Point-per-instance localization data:

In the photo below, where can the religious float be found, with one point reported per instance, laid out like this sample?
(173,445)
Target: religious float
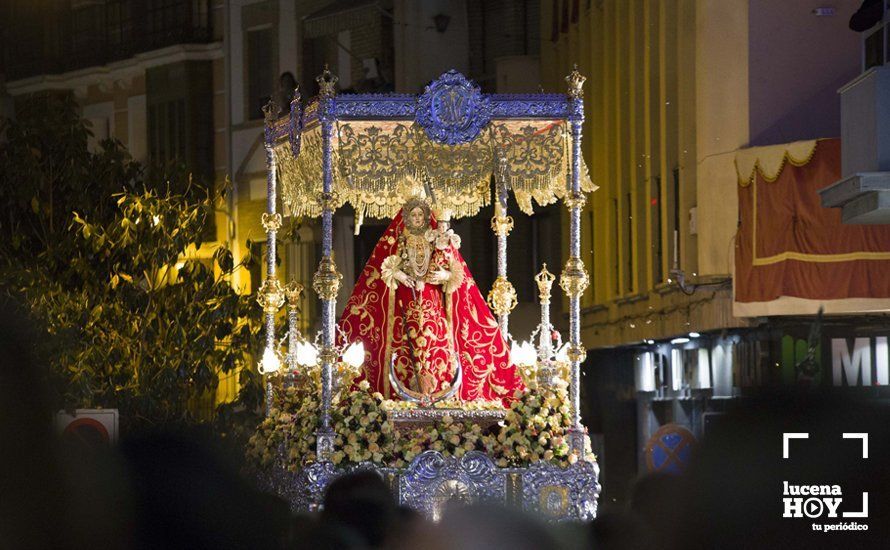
(418,381)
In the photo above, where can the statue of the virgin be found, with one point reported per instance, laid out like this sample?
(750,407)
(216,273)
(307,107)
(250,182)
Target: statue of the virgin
(424,324)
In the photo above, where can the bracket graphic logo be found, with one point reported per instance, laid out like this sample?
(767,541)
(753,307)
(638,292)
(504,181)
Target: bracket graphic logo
(821,501)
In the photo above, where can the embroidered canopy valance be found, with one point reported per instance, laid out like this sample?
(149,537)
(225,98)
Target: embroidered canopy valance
(452,142)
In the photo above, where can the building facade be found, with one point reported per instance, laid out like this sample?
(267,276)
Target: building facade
(696,112)
(184,81)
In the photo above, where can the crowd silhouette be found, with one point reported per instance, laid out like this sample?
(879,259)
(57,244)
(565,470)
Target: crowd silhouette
(183,489)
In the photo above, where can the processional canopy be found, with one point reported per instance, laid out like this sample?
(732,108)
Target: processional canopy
(449,141)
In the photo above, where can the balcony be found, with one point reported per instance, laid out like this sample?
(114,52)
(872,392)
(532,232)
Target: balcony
(89,34)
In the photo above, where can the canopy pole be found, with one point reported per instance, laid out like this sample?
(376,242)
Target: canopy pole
(574,279)
(326,281)
(270,294)
(502,296)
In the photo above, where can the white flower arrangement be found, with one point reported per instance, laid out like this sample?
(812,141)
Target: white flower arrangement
(534,429)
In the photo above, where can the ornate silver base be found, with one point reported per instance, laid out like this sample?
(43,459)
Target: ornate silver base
(432,480)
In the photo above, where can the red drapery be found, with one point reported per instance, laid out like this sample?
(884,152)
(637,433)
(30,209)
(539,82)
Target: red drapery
(788,245)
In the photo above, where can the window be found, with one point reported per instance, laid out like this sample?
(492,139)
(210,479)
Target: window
(260,78)
(629,245)
(616,252)
(873,48)
(166,132)
(675,205)
(657,247)
(117,13)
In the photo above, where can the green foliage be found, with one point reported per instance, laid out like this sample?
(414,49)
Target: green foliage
(131,318)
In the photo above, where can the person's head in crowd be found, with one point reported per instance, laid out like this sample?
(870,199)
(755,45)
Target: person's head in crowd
(654,501)
(620,530)
(362,502)
(481,527)
(186,495)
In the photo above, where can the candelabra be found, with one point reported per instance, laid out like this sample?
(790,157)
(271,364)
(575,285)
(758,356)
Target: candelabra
(543,365)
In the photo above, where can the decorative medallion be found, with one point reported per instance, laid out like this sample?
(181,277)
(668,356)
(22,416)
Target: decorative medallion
(452,109)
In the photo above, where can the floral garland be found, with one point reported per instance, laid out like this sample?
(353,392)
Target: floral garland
(534,429)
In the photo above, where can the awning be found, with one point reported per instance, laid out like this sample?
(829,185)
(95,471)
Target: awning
(793,255)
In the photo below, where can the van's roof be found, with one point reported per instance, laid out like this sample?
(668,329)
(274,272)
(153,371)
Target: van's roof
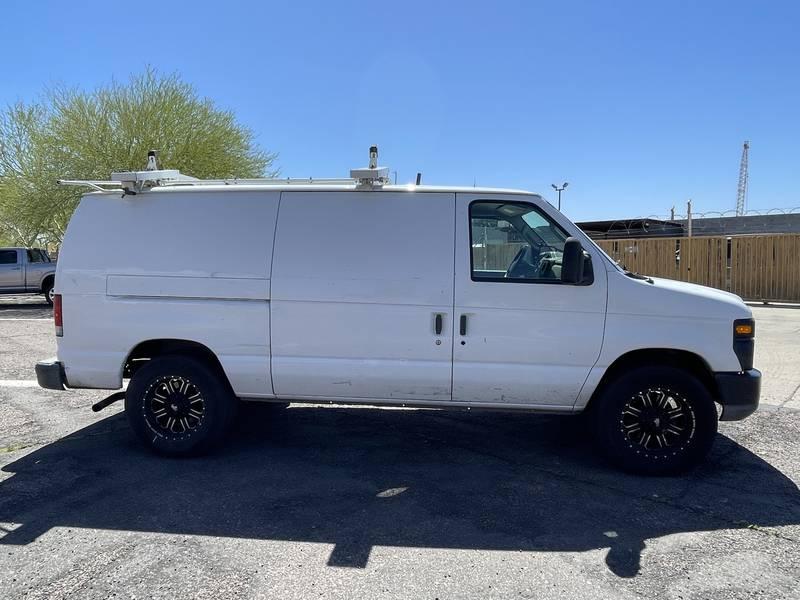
(322,187)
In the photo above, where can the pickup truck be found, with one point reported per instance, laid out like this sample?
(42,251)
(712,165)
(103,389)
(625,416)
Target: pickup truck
(27,271)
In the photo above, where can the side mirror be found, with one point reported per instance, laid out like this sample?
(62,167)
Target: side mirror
(572,262)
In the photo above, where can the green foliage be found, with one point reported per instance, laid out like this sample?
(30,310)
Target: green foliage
(73,134)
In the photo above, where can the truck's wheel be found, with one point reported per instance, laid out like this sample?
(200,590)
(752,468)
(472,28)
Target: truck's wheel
(655,421)
(179,406)
(47,290)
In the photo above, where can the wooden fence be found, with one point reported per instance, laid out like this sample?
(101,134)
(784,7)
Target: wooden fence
(758,267)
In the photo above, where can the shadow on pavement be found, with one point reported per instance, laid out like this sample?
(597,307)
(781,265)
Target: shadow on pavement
(358,478)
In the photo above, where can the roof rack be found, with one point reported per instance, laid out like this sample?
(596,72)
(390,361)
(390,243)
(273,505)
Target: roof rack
(135,182)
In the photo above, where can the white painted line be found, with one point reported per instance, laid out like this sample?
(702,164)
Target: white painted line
(21,319)
(18,383)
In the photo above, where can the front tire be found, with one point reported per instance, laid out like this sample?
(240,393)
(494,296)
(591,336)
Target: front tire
(655,421)
(179,406)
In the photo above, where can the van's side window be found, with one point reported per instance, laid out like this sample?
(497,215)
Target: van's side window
(514,241)
(35,256)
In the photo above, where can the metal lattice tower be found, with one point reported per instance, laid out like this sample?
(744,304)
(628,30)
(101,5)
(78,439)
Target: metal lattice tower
(741,193)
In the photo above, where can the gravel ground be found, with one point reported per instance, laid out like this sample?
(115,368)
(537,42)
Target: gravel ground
(365,503)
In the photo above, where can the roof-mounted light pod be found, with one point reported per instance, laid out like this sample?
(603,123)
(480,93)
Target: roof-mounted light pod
(373,176)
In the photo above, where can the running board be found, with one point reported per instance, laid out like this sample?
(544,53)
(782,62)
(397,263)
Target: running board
(105,402)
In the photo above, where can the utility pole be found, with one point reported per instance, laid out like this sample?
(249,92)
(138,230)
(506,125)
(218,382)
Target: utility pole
(689,217)
(559,190)
(741,191)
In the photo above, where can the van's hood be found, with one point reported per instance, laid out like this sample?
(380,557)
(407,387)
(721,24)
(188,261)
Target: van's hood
(667,297)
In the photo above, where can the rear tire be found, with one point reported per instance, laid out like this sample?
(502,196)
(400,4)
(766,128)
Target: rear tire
(655,421)
(47,290)
(179,406)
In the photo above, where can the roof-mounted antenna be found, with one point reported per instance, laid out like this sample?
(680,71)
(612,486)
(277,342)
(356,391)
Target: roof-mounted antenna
(373,175)
(152,161)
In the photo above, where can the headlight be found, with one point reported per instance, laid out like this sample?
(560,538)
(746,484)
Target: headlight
(744,337)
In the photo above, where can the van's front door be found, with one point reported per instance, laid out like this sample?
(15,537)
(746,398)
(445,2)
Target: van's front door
(362,295)
(522,337)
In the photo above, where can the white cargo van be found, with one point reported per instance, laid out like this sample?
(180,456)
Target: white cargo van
(206,293)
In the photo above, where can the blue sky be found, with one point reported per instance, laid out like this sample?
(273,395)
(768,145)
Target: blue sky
(639,105)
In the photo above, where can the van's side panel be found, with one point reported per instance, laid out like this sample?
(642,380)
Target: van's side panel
(173,264)
(357,282)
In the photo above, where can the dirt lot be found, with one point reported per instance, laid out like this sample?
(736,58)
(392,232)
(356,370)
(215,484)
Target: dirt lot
(368,503)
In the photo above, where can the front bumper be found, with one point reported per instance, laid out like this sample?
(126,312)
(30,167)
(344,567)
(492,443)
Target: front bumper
(50,375)
(738,393)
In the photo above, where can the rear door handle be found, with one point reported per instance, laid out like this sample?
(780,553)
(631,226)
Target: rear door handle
(437,326)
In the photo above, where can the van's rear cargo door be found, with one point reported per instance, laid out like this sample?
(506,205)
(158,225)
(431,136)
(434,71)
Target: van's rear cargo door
(362,295)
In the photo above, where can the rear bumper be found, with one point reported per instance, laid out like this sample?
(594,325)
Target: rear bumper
(738,393)
(50,375)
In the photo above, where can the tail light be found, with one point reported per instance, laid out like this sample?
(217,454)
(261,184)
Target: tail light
(58,315)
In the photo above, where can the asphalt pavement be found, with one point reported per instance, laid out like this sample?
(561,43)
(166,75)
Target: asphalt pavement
(329,502)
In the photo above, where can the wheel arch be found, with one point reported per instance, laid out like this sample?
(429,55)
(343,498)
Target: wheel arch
(50,277)
(149,349)
(682,359)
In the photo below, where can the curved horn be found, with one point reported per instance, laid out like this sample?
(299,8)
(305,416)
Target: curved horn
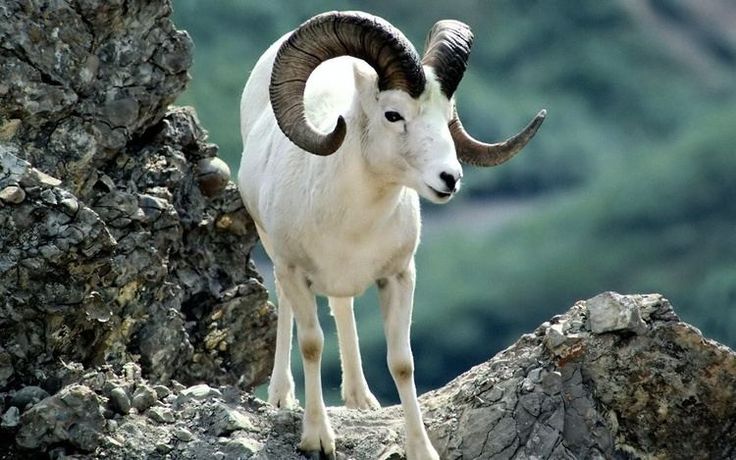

**BRIEF:**
Quote the data above from the line containing "Target: statue of the virgin" to the line containing "In the photo above, where can the building", inclusive, and stop.

**ANSWER TO THIS EXERCISE:**
Target: statue of the virgin
(424,324)
In the photo above, where can the bracket graphic logo be found, with one point reported per instance, laid out like this sample?
(767,541)
(753,307)
(638,292)
(504,181)
Target: bracket graphic logo
(821,501)
In the photo above, where can the embroidered canopy valance be found, with one point reported per instance, laid out like this sample?
(149,537)
(225,98)
Target: embroidered canopy valance
(452,142)
In the photo above, where can the building facade be found, with one point reported per instance, laid out like this sample?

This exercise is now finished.